■ **Your task**
The records follow. Copy them exactly, but omit the pictures.

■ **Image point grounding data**
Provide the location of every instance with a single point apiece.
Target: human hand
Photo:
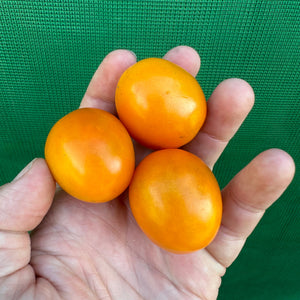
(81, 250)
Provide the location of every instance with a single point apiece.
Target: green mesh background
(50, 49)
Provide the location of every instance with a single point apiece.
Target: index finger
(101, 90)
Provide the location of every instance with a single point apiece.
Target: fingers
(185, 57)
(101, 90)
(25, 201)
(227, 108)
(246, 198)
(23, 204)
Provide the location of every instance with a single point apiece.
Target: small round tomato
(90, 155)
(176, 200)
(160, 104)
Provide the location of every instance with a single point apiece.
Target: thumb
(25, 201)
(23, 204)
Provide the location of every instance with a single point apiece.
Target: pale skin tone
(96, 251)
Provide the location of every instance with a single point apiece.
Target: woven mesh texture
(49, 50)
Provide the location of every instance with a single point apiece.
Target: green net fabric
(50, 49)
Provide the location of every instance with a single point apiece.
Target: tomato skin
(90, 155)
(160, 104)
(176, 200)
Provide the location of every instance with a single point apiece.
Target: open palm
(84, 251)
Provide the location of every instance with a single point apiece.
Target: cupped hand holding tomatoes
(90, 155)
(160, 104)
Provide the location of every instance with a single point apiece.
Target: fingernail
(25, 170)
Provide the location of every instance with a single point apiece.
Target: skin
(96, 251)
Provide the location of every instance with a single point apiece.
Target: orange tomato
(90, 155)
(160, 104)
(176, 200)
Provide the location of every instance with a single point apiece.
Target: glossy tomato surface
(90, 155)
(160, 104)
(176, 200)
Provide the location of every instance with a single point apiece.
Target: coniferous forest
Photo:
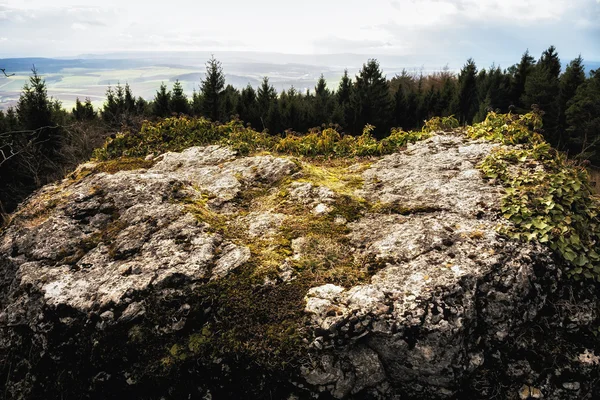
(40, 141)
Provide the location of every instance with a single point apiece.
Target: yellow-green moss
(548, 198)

■ **Result**
Provide the location of every instance with a single point apiece.
Target: human hand
Photo:
(81, 250)
Provide the location of every instance with a single point apiece.
Target: green mesh background
(50, 49)
Provide the location of every instance with a single point apiece.
Target: index finger
(101, 90)
Provide the location of every instance with a single point apiece.
Target: fingers
(185, 57)
(101, 90)
(25, 201)
(227, 108)
(246, 198)
(23, 204)
Provide the location of every instance with a single point apiece.
Target: small round tomato
(90, 155)
(176, 200)
(160, 104)
Provide the location of every instance with a single point apiece.
Target: thumb
(25, 201)
(23, 204)
Provide the location of every instance with a single point apiece.
Target: pale skin tone
(96, 251)
Provide the location of every instance with a single point apiece.
Target: woven mesh texture
(49, 50)
Provide the location of every instance with a single point apiece.
Target: green net fabric
(50, 49)
Provide the location of every instance with a single point apiece.
Target: tomato skin
(90, 155)
(160, 104)
(176, 200)
Provide the location of every instance with a single point apiece.
Target: open palm
(84, 251)
Provide the location of every instance with a single point apiece.
Target: cupped hand holding tomatoes
(90, 155)
(160, 104)
Provide the location of every instance with a single point apiece.
Target: fingernail
(25, 170)
Provide the location of every instance with a single point apiece.
Target: skin
(96, 251)
Provide the location of every instance with a single point apiece.
Target: orange tomato
(90, 155)
(160, 104)
(176, 200)
Provide the location of every instance with a single point apiece.
Target: glossy tomato surface
(90, 155)
(160, 104)
(176, 200)
Provide the location of every instance with a single point apiece.
Target: coniferous forest
Photo:
(40, 141)
Provide the location of every instance with a single point apiece.
Target: yellow-green moss
(548, 198)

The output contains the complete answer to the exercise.